• [STATED PROBLEM 1] In the first block of records, take the part that opens with the line containing "Box green grass blade." and closes with the line containing "35, 793, 141, 976". Arrange those lines as a JSON list of strings, one string per line, with blank lines left out.

• [EXTRACT]
● ● ● ● ● ● ●

Ranges 1:n (vs slices)

Deferred because you can use

for i in @(seq $n) {
  echo $i
}

This gives you strings but that's OK for now. We don't yet have a "fast" for loop.

Notes:

  • Oil slices don't have a "step" argument. Justification:
    • R only has start:end, it doesn't have start:end:step
    • Julia has start:step:end!
    • I don't think the step is so useful that it has to be first class syntax. In other words, Python's syntax is optimized for a rare case -- e.g. a[::2].
  • Python has slices, but it doesn't have a range syntax. You have to write range(0, n).
  • A syntactic difference between slices and ranges: slice endpoints can be implicit, like a[:n] and a[3:].

Appendices

Oil vs. Tea

  • Tea: truthiness of Str* is a problem. Nul, etc.
    • if (mystr) vs if (len(mystr))
    • though I think strings should be non-nullable value types? They are slices.
    • they start off as the empty slice
  • Coercsions of strings to numbers
    • 42 and 3.14 and 1e100

Implementation Notes

  • Limitation:
    • Start with Str, StrArray, and AssocArray data model
    • Then add int, float, bool, null (for JSON)
    • Then add fuly recursive data model (depends on FC)
      • value = ... | dict[str, value]

● ● ● ● ● ● ●

• [DATASET ENTRIES]
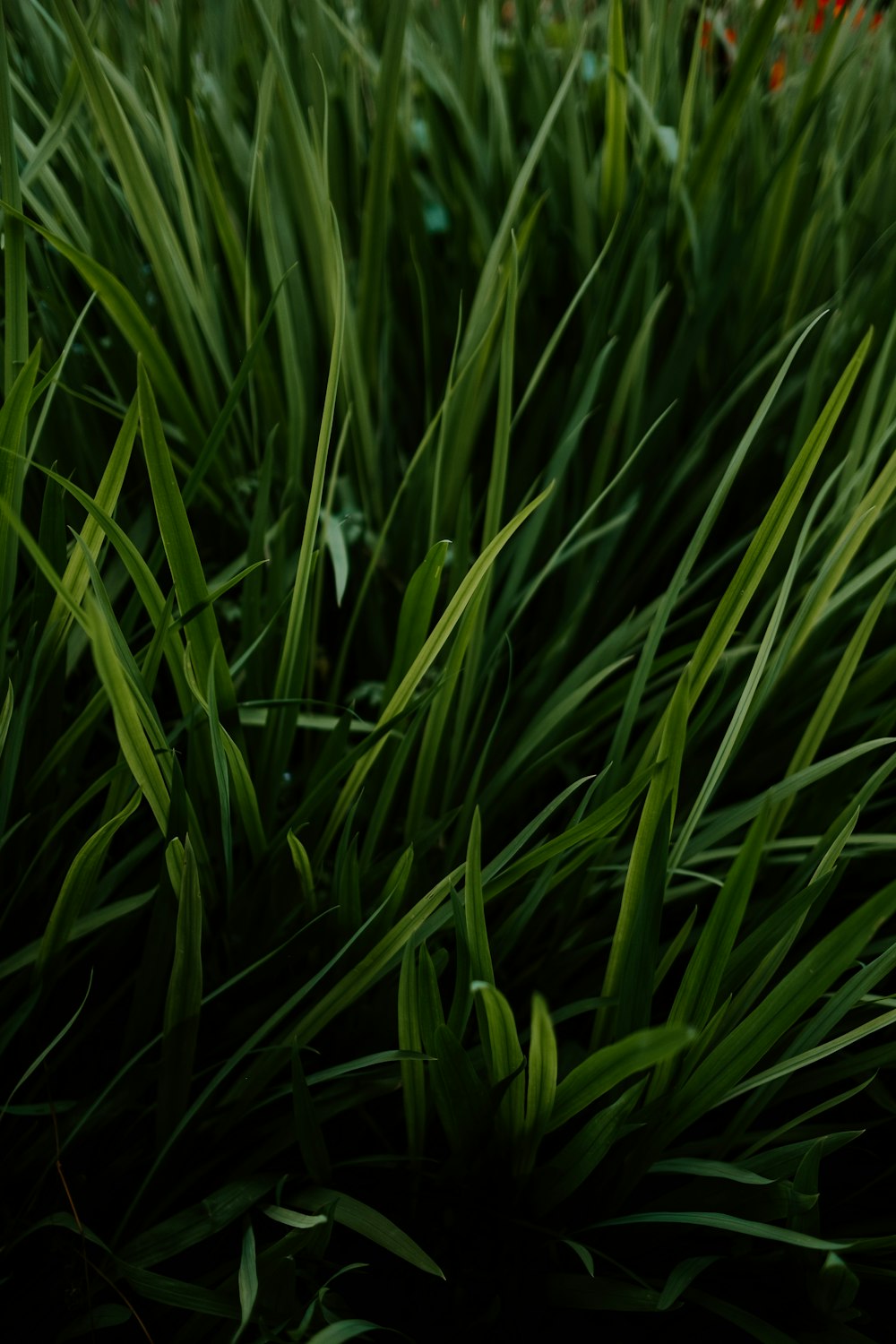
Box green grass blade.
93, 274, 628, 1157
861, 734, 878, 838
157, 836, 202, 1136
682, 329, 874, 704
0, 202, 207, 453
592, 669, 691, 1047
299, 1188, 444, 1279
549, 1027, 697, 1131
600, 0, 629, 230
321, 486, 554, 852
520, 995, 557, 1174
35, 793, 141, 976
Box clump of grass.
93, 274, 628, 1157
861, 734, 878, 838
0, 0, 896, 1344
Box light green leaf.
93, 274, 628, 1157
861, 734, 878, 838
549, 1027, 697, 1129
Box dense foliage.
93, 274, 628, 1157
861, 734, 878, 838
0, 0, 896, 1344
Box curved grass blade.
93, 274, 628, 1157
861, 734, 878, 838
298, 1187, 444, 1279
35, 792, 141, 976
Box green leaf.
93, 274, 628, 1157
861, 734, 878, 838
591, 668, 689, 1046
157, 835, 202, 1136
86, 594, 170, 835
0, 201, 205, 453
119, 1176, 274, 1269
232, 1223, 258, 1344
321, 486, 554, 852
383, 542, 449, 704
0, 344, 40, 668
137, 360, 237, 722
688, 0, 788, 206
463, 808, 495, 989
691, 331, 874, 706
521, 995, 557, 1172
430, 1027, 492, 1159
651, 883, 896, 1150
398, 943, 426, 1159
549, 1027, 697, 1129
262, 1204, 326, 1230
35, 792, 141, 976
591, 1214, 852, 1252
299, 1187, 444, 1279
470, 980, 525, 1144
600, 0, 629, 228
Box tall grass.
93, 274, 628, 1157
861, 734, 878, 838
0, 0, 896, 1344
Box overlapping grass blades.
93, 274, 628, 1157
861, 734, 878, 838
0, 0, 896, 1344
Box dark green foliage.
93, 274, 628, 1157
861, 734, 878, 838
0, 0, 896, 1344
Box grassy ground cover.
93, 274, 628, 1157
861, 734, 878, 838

● ● ● ● ● ● ●

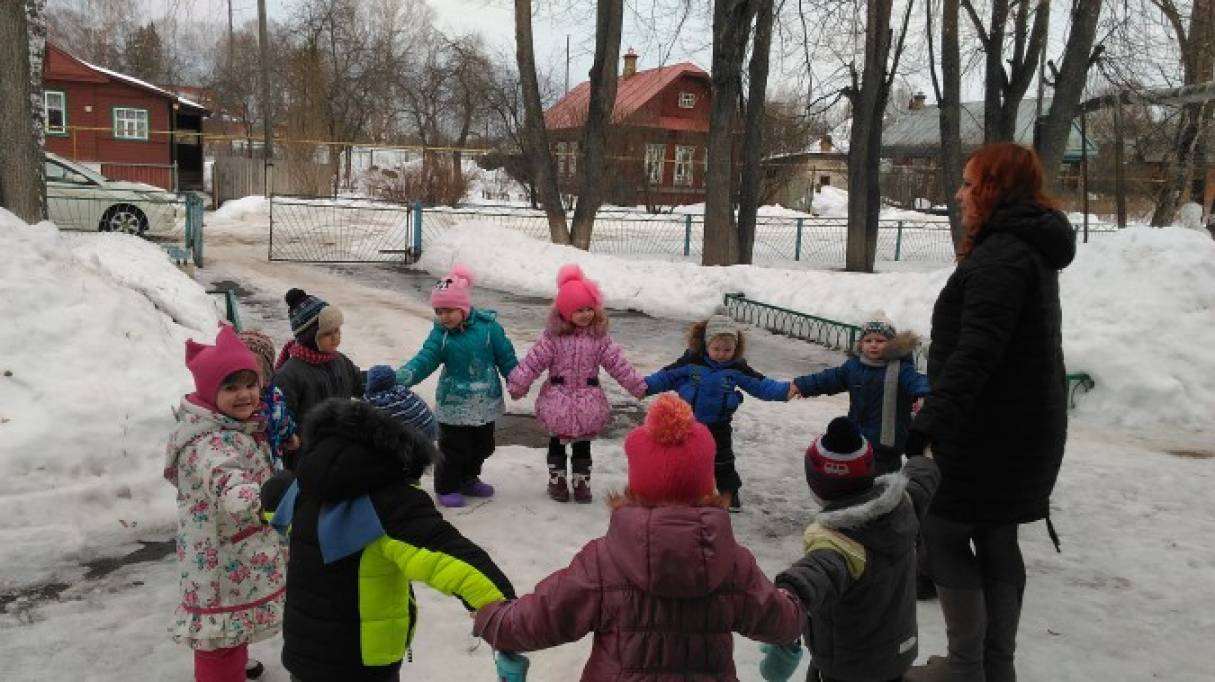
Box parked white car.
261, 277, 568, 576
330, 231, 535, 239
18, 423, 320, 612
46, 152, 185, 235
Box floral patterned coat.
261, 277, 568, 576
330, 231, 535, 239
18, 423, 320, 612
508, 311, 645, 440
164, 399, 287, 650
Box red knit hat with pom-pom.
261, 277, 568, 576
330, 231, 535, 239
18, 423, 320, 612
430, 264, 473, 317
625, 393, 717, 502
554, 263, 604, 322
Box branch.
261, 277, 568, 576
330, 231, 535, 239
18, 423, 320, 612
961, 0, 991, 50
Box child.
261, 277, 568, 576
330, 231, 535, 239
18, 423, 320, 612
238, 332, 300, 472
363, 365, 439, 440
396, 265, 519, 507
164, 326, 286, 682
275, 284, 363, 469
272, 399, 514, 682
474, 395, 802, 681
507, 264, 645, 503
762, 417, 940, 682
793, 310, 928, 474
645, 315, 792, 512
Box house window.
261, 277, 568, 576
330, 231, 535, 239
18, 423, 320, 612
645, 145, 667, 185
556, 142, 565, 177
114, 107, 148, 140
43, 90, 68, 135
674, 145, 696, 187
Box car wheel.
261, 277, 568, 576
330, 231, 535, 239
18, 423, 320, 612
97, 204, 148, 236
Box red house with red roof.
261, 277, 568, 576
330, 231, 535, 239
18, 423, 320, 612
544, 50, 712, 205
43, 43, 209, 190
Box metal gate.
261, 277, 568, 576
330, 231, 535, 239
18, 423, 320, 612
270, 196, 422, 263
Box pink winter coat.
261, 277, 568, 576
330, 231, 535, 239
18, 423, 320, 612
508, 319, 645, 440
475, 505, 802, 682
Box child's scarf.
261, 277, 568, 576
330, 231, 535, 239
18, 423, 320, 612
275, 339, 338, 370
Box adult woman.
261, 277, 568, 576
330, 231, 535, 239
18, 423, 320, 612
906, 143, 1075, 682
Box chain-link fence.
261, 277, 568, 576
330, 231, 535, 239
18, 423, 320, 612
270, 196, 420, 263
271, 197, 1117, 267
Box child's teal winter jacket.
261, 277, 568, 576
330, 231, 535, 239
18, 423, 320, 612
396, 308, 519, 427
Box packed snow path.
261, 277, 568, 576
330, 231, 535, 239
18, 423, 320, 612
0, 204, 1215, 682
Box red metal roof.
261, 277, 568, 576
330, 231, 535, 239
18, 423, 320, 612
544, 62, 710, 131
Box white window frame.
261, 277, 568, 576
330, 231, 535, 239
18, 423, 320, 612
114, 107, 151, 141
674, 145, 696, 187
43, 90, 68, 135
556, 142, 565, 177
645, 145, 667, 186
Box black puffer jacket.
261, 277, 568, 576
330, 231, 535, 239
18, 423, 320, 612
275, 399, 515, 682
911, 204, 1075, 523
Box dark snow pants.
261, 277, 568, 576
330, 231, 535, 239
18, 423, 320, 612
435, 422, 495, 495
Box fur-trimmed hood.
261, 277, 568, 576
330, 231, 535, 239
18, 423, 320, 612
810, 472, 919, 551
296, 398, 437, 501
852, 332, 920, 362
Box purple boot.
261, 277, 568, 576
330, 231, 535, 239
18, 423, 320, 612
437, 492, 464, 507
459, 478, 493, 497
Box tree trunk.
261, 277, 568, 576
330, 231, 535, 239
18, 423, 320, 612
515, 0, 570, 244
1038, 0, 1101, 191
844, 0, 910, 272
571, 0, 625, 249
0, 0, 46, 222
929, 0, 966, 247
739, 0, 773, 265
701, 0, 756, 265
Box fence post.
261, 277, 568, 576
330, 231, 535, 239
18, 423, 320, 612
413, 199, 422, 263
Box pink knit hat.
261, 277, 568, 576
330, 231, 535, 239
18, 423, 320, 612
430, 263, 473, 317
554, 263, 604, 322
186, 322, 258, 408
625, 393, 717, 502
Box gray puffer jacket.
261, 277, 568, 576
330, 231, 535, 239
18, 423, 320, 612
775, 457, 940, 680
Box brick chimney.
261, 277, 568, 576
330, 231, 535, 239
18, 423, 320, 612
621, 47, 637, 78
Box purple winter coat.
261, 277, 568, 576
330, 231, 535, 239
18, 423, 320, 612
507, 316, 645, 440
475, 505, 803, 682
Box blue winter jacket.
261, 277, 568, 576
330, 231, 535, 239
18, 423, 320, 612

● ● ● ● ● ● ●

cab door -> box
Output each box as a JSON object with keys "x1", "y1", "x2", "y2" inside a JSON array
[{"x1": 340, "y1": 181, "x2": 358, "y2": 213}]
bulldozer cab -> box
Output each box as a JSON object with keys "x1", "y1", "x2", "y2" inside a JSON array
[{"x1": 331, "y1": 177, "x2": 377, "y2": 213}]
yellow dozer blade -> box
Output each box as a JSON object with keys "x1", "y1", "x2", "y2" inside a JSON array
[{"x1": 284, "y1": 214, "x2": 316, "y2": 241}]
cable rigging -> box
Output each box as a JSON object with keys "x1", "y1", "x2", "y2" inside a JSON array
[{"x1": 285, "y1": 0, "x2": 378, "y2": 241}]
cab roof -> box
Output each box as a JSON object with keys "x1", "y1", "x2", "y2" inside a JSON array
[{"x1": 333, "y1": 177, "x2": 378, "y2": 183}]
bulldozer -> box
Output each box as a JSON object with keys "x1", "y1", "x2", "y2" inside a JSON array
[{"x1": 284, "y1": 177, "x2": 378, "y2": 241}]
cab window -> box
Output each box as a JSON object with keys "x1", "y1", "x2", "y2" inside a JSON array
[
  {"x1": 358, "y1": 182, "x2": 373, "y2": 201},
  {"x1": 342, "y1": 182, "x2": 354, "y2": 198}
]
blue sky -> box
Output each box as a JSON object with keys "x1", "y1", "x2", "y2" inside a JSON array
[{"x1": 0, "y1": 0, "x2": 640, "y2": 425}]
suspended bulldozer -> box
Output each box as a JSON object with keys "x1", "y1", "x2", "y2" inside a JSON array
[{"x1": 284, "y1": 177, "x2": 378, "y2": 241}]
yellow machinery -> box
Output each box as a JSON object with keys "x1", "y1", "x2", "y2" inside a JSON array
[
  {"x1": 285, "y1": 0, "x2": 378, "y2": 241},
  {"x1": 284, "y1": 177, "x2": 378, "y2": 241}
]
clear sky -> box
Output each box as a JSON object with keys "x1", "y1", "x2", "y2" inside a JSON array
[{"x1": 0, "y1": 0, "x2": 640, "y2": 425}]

● ● ● ● ● ● ●

• [STATED PROBLEM 2] In the notes on ranges and slices, what do you have to write in Python, since it has no range syntax?

• [COMPLETE OUTPUT 1]
[
  "Box green grass blade.",
  "93, 274, 628, 1157",
  "861, 734, 878, 838",
  "157, 836, 202, 1136",
  "682, 329, 874, 704",
  "0, 202, 207, 453",
  "592, 669, 691, 1047",
  "299, 1188, 444, 1279",
  "549, 1027, 697, 1131",
  "600, 0, 629, 230",
  "321, 486, 554, 852",
  "520, 995, 557, 1174",
  "35, 793, 141, 976"
]

• [COMPLETE OUTPUT 2] range(0, n)